Natural-language object grounding data.
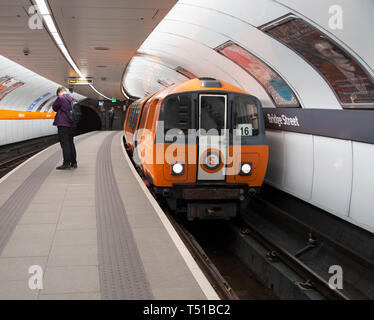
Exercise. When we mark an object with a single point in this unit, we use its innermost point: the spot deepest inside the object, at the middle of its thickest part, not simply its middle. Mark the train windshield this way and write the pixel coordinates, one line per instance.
(177, 111)
(212, 113)
(245, 116)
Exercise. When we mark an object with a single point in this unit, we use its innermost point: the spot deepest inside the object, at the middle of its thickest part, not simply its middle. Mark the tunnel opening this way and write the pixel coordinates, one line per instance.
(90, 121)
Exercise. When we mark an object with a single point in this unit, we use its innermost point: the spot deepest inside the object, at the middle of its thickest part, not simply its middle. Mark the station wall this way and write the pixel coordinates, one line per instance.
(32, 95)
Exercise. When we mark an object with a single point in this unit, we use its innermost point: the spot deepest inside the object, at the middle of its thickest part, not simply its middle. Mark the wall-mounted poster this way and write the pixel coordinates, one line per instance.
(351, 83)
(7, 85)
(274, 85)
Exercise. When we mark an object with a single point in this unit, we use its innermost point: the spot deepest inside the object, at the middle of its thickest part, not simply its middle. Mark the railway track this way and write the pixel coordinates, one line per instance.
(13, 155)
(220, 285)
(276, 253)
(306, 246)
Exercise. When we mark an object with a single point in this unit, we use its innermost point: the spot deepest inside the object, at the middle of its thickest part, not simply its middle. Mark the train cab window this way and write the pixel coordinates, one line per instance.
(212, 112)
(177, 113)
(245, 116)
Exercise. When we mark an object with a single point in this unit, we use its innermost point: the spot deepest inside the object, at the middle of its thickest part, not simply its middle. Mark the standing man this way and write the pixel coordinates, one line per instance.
(111, 117)
(65, 129)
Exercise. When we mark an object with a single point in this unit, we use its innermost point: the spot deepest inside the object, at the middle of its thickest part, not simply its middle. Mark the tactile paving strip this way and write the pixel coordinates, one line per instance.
(13, 208)
(121, 270)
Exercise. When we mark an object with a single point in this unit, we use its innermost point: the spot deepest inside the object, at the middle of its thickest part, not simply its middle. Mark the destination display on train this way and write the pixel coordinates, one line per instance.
(80, 81)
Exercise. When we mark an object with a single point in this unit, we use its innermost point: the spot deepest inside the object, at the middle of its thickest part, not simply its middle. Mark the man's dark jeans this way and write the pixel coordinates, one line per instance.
(66, 137)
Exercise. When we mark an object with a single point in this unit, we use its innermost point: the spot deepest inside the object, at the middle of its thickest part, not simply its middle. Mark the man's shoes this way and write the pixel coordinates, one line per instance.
(73, 165)
(63, 167)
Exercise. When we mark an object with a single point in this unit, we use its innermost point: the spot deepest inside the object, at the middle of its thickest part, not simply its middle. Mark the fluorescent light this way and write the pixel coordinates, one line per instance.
(42, 7)
(124, 92)
(44, 11)
(94, 89)
(57, 38)
(50, 24)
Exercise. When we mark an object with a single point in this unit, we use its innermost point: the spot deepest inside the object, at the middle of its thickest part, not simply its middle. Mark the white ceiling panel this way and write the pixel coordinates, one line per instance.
(119, 25)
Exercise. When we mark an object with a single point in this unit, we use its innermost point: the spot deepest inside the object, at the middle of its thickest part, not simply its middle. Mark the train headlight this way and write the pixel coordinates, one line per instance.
(177, 169)
(245, 169)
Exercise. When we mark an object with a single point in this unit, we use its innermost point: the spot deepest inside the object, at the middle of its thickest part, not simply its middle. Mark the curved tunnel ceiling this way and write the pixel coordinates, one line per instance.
(88, 28)
(190, 33)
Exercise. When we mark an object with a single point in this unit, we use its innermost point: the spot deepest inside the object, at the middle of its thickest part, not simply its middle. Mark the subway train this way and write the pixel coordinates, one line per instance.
(201, 146)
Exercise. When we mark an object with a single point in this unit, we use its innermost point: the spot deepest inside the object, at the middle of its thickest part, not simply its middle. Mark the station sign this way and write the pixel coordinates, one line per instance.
(80, 81)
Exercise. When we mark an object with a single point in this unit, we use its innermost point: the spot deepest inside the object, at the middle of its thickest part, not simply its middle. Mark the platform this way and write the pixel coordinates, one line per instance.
(96, 231)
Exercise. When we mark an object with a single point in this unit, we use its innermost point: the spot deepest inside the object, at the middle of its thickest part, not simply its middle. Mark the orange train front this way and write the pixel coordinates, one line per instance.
(201, 145)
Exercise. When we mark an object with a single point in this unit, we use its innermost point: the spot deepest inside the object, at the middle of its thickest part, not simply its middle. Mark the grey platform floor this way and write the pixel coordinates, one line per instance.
(57, 229)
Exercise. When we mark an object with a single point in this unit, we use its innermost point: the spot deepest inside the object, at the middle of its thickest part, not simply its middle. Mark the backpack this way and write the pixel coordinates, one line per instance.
(75, 113)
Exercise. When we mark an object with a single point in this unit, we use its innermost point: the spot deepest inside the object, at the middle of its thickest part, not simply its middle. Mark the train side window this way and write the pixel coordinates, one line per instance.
(212, 114)
(177, 113)
(144, 115)
(245, 116)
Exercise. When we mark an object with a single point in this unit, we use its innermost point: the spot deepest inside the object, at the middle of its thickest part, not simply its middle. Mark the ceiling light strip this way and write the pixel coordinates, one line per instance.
(47, 17)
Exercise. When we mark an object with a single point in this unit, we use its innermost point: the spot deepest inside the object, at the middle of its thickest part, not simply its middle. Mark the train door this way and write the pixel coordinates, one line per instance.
(212, 137)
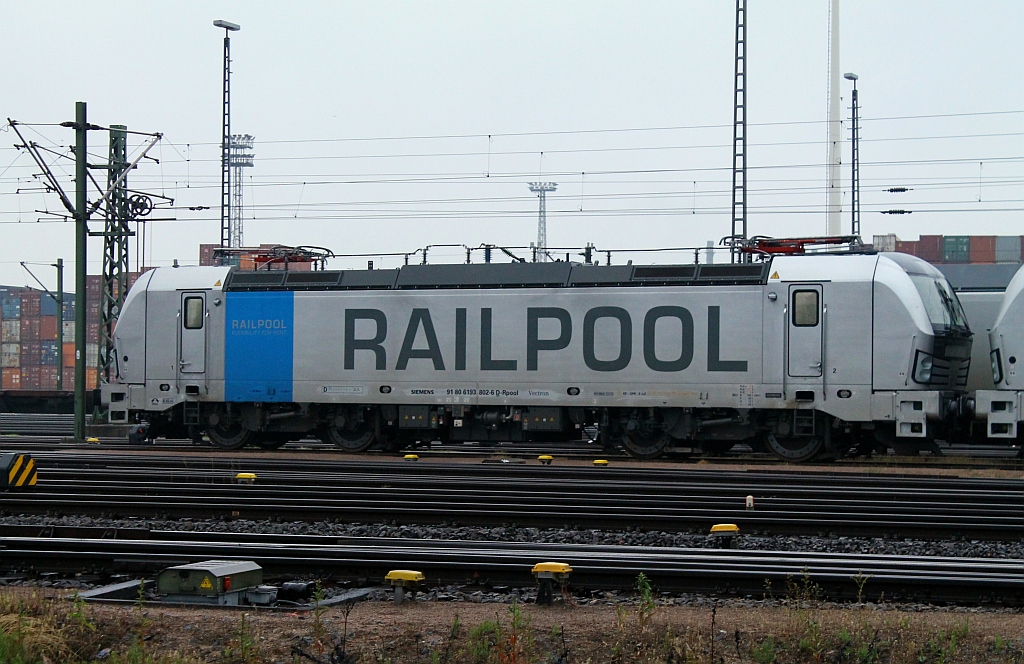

WORK REQUIRED.
Your answer should be an exact copy of the records above, with no pictures in it.

ANSWER TO THE EXERCISE.
Exercise. When we mark an object with a single point in this unit, we use its innermost point: the spot deepest inside the object, at the middle of its thickest part, not simply its middle. Mark the train windshield this way and write the pixel coordinates, one line per instance.
(177, 111)
(212, 113)
(245, 116)
Exercise. When we mark an object with a single point in this unit, we use its innermost point: the spot deepest inside the object, at the middle of its thickest part, not simply its middle. Mark the tunnel opening this way and write the pixel coordinates, one line per instance.
(90, 121)
Exercise. When we mark an object with a single point in this unit, we use its innermost point: the spot deepest inside the object, at the middle of its thickest part, not simply its middle. Mark the station wall this way and write the pixel coordinates, one line per instance.
(32, 95)
Exercise. When we mark an object with a single point in this unit, we use its innermost point: the spot deepest inside the object, at the middle of its thickest part, not simply its middle. Mark the wall-mounted poster this way and write the pixel coordinates, one line per instance.
(351, 83)
(7, 85)
(274, 85)
Exercise. When we mark an object with a single point in this unit, we use its innermost point: the spot deepest inside the object, at the middle of its thickest part, not simply its middle. Mark the railway track this way and write the pixel coordinates, one line per instance.
(13, 155)
(220, 285)
(276, 253)
(306, 246)
Exercise. When we mark an object with a single point in this unit, we use its innermost point: the spot deepest inside the object, at the middle of its thickest part, not simply its middle. Mark the train cab window this way and write the pixel coordinates, one line per instance.
(212, 112)
(177, 113)
(245, 116)
Exercise. When we mark an object with a single point in this unit, we use its innermost point: the spot deepest inside the object, at the middle of its thickest part, not simply its middle. Mark the standing man this way and write the pixel coordinates, one line per instance.
(111, 117)
(65, 129)
Exercise. When we mark an object with a single point in this unit, we use its innermost point: the spot deepest inside the object, at the middle of its thickest part, not simply its middle. Mark the tactile paving strip this way and write the pixel coordinates, one line per instance.
(13, 208)
(121, 270)
Exercise. When we mark an object with a single point in this unit, we use its innermost point: the spot deepest inside the object, at the middle of its thickest part, not simply its middle. Mark the destination display on train this way and write the pixel coordinates, one line per instance.
(80, 81)
Exercise. When we mark an object with a single point in this unit, we use its innermost point: the spot deepest inside the object, at the middle of its thickest part, not simply its middle. Mark the man's dark jeans this way and write the pixel coordinates, one line per instance.
(66, 137)
Exercise. When we mark an object with a single point in this unit, we use its innermost point: the spot deepest inside the object, at the middle of its thickest part, not simply its middle. Mark the man's shoes this way and write the pixel coordinates, one line per instance.
(73, 165)
(63, 167)
Exercise. When we mark an object with a single point in this unit, we use its innermost point: the spot deepest inside the object, at the middle of its thickest part, not simply its middle. Mark the fluorescent light this way and write the pixel coordinates, one line per instance.
(42, 7)
(124, 92)
(44, 11)
(94, 89)
(57, 38)
(50, 24)
Exercise. When we mark an object with a single point in this unit, we use its innermost point: the spot deepest inside the object, at the middle of its thickest part, not simply its middle. Mark the white ceiling panel this way and write the pixel coordinates, one line per instance.
(119, 25)
Exercise. When we mark an object with a single point in this unit, we use its innermost point: the spot deepest inside the object, at the middle of its thickest part, not simply its middle. Mark the train headlight this way and write the pixel coordinates, one line per instance.
(177, 169)
(245, 169)
Exercise. When we mark an object with a single point in this unit, we use its innermost point: the spot deepest inside the object, at the middle of its thickest part, not simply its middle. Mark the curved tunnel ceiling this way and write the pixel coordinates, one line per instance.
(88, 28)
(190, 33)
Exercise. When we mark an object with a single point in this unit, we use its innermost point: the spot deepest inside the object, at the middle of its thickest part, not simply its middle. Mark the subway train this way and write the pixel coordinates, one line per instance.
(201, 146)
Exercise. When we mark an object with a single point in this unit, we use its innermost point: the spot deepest inside the object, at the middle of its thickest part, not simply its middle. Mark the station sign this way and write the pixel coordinates, one line per instance.
(80, 81)
Exercise. When we mark an object with a single point in this unit, we use its innermost point: the spot deepest inside the object, at the middle of its thickest part, not simply its middle. Mark the platform this way and write the pixel coordinates, one line per instance.
(96, 231)
Exercise. When we mark an object with a single point in this unit, we use its innermost point: the spot deepest inside the object, at the middle of its thickest part, not simply its middle. Mark the orange train front this way and write the pixel coordinates, one line per instance.
(201, 145)
Exercise. When we mark an object with a single point in this unit, we use its innermost point: the spot deepest inside the object, at the middle of its thickest part, not simply its middle. Mark the grey platform floor this way and write the pixel coordinates, one line per instance.
(57, 229)
Exercise. When we mark an object with a single point in this unit, we use its innermost point: the spot deepest inside the object, at the middle of its thickest part, not simply its middle. Mark the backpack this way and write the pixel coordinates, one line per instance.
(75, 113)
Exercise. When we mark an object with a single point in this unit, we use its innermost point: the spot deepest inside the object, at the middle of its thickest part, not simply its middle. Mark the train side window this way and write the pixel coordinates, one line per instance.
(212, 114)
(177, 113)
(144, 115)
(245, 116)
Exercise. When we mark an object with a single point in this unit, we use its innermost point: the spot deepest inside the object, at the middle of its thickest part, not simply its middle. Mark the ceiling light strip this way and write the pixel coordinates, one line per instance.
(47, 17)
Exercise. When we mark an object with a single point in this unit, we use its innermost point: the spot deepest inside the object, at the middle of its thickest part, not simply its middle. Mark the train door this way and write the pixel coordinates, one line per instance.
(212, 137)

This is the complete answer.